• _Exercise input_
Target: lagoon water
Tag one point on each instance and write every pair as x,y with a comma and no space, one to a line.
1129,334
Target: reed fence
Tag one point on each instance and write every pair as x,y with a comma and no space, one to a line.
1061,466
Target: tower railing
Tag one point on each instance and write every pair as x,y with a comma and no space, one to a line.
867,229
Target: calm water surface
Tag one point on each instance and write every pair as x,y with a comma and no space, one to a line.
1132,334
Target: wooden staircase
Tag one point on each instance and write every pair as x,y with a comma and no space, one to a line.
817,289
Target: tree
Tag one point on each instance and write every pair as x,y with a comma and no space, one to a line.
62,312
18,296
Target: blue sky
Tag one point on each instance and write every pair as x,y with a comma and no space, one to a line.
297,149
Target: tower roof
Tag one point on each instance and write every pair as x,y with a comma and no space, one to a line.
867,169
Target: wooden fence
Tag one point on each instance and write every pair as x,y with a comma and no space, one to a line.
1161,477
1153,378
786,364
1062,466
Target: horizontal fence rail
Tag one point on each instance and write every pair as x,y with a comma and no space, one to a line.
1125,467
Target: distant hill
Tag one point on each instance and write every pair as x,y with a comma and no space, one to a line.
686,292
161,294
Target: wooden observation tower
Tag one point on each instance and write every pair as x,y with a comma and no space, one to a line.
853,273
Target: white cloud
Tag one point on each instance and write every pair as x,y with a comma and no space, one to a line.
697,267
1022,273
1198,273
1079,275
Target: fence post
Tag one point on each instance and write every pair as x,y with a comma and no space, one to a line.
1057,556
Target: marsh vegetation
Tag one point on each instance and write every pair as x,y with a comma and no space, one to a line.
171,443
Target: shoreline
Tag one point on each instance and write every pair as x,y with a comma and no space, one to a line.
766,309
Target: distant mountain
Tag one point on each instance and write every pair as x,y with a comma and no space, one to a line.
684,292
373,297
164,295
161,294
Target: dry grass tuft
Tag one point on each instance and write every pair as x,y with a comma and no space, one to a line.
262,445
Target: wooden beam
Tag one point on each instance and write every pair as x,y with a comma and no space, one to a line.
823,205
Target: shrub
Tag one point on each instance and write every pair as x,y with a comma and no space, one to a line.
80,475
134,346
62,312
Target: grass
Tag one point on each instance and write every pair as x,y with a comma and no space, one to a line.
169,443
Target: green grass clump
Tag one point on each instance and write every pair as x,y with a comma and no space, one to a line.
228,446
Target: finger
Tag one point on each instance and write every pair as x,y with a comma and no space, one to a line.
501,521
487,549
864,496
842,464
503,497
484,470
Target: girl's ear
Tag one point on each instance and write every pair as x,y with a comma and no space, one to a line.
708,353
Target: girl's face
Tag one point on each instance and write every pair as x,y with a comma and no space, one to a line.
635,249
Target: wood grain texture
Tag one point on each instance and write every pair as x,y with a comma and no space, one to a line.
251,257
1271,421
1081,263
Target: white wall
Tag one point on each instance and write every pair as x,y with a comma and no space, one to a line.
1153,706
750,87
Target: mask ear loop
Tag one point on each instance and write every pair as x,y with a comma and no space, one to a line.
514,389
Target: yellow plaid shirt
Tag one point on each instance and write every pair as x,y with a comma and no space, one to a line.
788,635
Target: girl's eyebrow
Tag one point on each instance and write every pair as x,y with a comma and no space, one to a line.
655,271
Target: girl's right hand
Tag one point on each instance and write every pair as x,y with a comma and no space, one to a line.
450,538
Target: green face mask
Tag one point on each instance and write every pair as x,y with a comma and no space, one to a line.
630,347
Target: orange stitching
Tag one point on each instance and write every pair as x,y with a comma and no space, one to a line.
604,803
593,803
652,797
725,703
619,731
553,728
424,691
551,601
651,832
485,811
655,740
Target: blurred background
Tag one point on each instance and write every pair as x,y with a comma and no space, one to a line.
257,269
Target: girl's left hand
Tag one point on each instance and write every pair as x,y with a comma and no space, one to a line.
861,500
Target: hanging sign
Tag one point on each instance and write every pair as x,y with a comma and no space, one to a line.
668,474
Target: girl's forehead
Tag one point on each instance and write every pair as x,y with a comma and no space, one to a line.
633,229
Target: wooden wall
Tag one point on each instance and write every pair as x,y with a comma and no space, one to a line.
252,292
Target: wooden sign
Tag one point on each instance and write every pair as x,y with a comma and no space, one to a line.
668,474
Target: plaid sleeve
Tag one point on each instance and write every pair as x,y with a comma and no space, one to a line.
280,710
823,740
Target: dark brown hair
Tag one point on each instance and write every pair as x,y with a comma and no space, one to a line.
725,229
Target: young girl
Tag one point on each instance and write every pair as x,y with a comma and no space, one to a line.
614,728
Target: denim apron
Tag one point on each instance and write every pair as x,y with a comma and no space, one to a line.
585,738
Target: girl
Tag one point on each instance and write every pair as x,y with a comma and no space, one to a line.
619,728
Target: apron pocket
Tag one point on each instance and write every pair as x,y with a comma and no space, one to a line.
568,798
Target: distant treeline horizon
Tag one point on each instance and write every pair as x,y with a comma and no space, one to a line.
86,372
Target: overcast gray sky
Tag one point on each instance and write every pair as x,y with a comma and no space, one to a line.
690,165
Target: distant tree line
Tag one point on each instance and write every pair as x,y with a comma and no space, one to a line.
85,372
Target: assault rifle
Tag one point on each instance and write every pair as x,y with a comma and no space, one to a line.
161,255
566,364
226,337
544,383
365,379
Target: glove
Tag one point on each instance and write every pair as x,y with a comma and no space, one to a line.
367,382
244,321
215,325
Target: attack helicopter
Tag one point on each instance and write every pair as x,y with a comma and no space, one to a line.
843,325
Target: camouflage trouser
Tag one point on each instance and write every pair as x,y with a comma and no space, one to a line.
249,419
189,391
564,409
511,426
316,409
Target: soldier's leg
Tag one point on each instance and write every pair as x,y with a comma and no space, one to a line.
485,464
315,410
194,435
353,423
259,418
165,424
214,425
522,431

• _Directions for this task_
When the word "green" appears in a line of the listing, copy that line.

• _Solution to the problem_
Target: green grass clump
Target: green face mask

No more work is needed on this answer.